** SELECTED TEXT **
Selecting and concatenating data from several XLS Workbooks RRS feed

  • Question

  • Hi all.  I need some good pointers and apologize first that I will need some spoonfeeding -- it's been 12 years since I programmed Perl or VBScript and never had to actually use VBA beyond the simplest global validation macro!  But my career has perversely turned full circle and I suddenly need to program a data filter!

    I must produce a detailed asset register.  A required Excel template was given to our asseet surveyors but in their wisdom they produced one spreadsheet for each building instead of a single list, and then changed the data layout as they thought appropriate for each building.  I've been given 800+ workbooks that need to be in one worksheet.  Some columns they left empty (which is fine, copying null data is ok here), but sometimes they deleted the unused column.  Some shreadsheets then have new columns added that are not required.

    So, in the source date, not all required columns necessarily exist and must therefore be replaced by null data to maintain structure, and some additional unnecessary columns exist that need to be ignored, the result being that columns are not necessarily in the correct order/location.

    How do I select certain columns from selection of XLS files and import the data into a new single worksheet?  Is the right way about this to use VBA in a new Target worksheet to suck in data, or is it possible/easier to use some other script like SQL to Select and Copy data?

    The algorithm is simple enough in my mind:
    Open next available file in set
    Identify last populated Row in that file
    Identify last populated Row in this worksheet
    -  Select Column by name (Row 1 title) to populated number of Rows
    -  Inject data into current worksheet at end of current dataset
    -  Repeat for other required Columns
    Repeat for other files

    Identifying last populated Row, rather than pasting data to the end of each relevant Column, is necesary to prevent data becoming out of sequence when unused columns are encountered.  I am fully aware that each step that sounds simple is going to be very involved when rendered into VB!

    I found this useful thread* about importing data from external files, which I shall work on to see if I can amend it successfully, but I have no clue about the DOM or Object properties of an Excel Workbook to set about coding from scratch.  I used to be a script-monkey/traditional hacker in a previous career so I'm capable of modifying other peoples code if I have a syntax handbook available, but starting from scratch is a completely different matter after this number of years...

    Anyone have some procedures for these steps in a code library somewhere?  Thank you all for any help you can provide...


    *Of course, I had to recreate my accont after too long dormant, so I can't yet post a link.  This is the address I tried to href:

    • Edited by Dranok Thursday, October 9, 2014 10:03 AM
    Thursday, October 9, 2014 9:59 AM

All replies

  • Re:  Lots of files, open each, extract data, close file

    Your task has been done before, but it is complicated by the possible unique structure of each workbook.
    It will be easier/faster if all of the files (workbooks) are in the same folder on your machine
    with no other files in that folder,
    and with all files having been created in the same general Excel version...  .xls or .xlsx or .xlsm
    Note:  save the original workbooks in a separate folder and do your work on a copy of the folder.

** SOURCE RECORDS **
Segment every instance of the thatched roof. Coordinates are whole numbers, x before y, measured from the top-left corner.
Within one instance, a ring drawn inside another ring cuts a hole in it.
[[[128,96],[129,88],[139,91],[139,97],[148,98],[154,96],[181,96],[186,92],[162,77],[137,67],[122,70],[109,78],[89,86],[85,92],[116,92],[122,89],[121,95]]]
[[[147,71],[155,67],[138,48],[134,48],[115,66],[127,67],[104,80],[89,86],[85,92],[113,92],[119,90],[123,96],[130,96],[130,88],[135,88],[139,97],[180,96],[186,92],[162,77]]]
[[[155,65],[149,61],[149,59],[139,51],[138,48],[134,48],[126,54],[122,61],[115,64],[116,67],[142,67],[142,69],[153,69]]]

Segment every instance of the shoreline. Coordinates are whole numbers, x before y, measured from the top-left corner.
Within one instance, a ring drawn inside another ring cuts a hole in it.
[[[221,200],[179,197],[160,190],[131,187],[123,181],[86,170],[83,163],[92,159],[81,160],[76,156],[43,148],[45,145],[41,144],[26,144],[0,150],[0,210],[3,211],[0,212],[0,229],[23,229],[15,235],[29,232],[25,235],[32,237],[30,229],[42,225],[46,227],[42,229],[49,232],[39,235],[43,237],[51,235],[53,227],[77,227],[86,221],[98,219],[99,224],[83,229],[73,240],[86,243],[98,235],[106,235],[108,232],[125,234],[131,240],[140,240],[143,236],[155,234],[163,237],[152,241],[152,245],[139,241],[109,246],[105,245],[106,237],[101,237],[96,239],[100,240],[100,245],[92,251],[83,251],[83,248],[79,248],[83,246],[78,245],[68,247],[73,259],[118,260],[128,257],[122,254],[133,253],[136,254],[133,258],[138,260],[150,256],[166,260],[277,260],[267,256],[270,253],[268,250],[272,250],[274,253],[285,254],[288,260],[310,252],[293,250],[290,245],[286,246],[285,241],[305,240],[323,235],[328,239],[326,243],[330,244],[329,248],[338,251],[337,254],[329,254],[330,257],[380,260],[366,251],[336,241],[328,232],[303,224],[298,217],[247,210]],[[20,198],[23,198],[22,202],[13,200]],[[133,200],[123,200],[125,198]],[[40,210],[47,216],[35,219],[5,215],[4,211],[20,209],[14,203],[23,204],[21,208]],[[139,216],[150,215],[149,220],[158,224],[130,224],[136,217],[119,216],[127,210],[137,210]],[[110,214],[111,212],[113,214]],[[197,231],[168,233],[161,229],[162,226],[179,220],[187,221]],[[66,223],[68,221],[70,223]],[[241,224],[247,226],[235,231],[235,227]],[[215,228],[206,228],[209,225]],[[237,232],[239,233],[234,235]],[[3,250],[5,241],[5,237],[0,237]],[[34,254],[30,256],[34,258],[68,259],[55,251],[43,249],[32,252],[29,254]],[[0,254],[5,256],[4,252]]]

** REQUIRED TASKS **
A – In the forum thread, rewrite the paragraph beginning "I must produce a detailed asset register" as a short bulleted list that keeps its main facts.
B – Duplicate the lines of the listing from the line with "Segment every instance of the shoreline." through the end of the listing, both ends included.
The forum thread and the listing are separate, unrelated material.

** RESULTS OF THE TASKS **
A –
- A detailed asset register has to be produced.
- Asset surveyors were given a required Excel template, but they made one spreadsheet per building instead of a single list and changed the data layout for each building.
- More than 800 workbooks must be combined into one worksheet.
- Some unused columns were left empty, and copying that null data is fine. Other unused columns were deleted.
- Some spreadsheets also have extra columns that are not required.

B –
Segment every instance of the shoreline. Coordinates are whole numbers, x before y, measured from the top-left corner.
Within one instance, a ring drawn inside another ring cuts a hole in it.
[[[221,200],[179,197],[160,190],[131,187],[123,181],[86,170],[83,163],[92,159],[81,160],[76,156],[43,148],[45,145],[41,144],[26,144],[0,150],[0,210],[3,211],[0,212],[0,229],[23,229],[15,235],[29,232],[25,235],[32,237],[30,229],[42,225],[46,227],[42,229],[49,232],[39,235],[43,237],[51,235],[53,227],[77,227],[86,221],[98,219],[99,224],[83,229],[73,240],[86,243],[98,235],[106,235],[108,232],[125,234],[131,240],[140,240],[143,236],[155,234],[163,237],[152,241],[152,245],[139,241],[109,246],[105,245],[106,237],[101,237],[96,239],[100,240],[100,245],[92,251],[83,251],[83,248],[79,248],[83,246],[78,245],[68,247],[73,259],[118,260],[128,257],[122,254],[133,253],[136,254],[133,258],[138,260],[150,256],[166,260],[277,260],[267,256],[270,253],[268,250],[272,250],[274,253],[285,254],[288,260],[310,252],[293,250],[290,245],[286,246],[285,241],[305,240],[323,235],[328,239],[326,243],[330,244],[329,248],[338,251],[337,254],[329,254],[330,257],[380,260],[366,251],[336,241],[328,232],[303,224],[298,217],[247,210]],[[20,198],[23,198],[22,202],[13,200]],[[133,200],[123,200],[125,198]],[[40,210],[47,216],[35,219],[5,215],[4,211],[20,209],[14,203],[23,204],[21,208]],[[139,216],[150,215],[149,220],[158,224],[130,224],[136,217],[119,216],[127,210],[137,210]],[[110,214],[111,212],[113,214]],[[197,231],[168,233],[161,229],[162,226],[179,220],[187,221]],[[66,223],[68,221],[70,223]],[[241,224],[247,226],[235,231],[235,227]],[[215,228],[206,228],[209,225]],[[237,232],[239,233],[234,235]],[[3,250],[5,241],[5,237],[0,237]],[[34,254],[30,256],[34,258],[68,259],[55,251],[43,249],[32,252],[29,254]],[[0,254],[5,256],[4,252]]]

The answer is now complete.